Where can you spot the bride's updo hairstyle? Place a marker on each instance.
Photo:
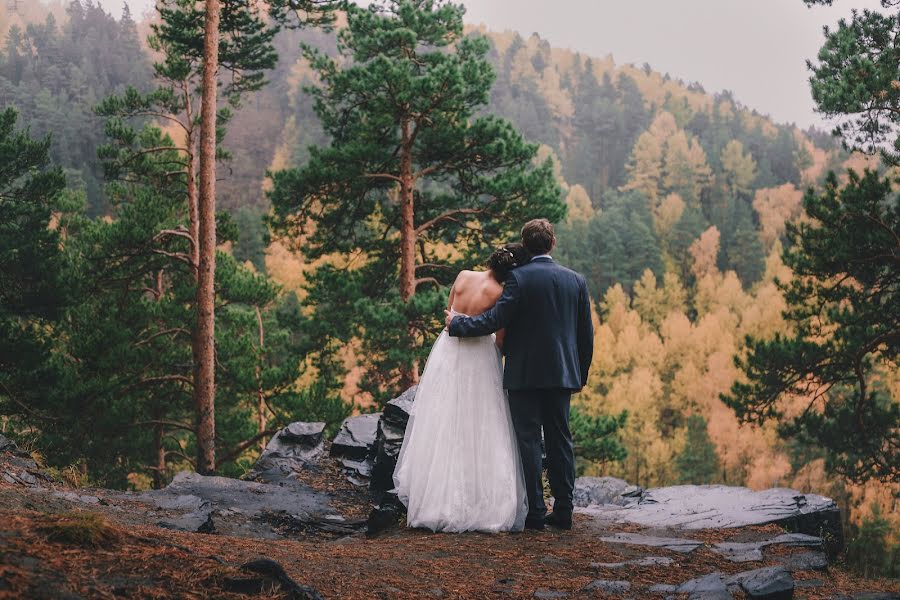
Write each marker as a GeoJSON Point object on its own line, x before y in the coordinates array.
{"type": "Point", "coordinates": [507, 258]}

* * *

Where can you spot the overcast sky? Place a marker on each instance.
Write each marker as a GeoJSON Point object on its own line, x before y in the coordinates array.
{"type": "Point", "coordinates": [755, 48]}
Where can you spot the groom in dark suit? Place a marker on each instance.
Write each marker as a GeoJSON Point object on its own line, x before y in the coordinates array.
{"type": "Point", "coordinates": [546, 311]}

▶ _How to complete this task_: Determine how many lines of the listing above hold the word "spot". Report that number without anything else.

▶ _Exercise output_: 3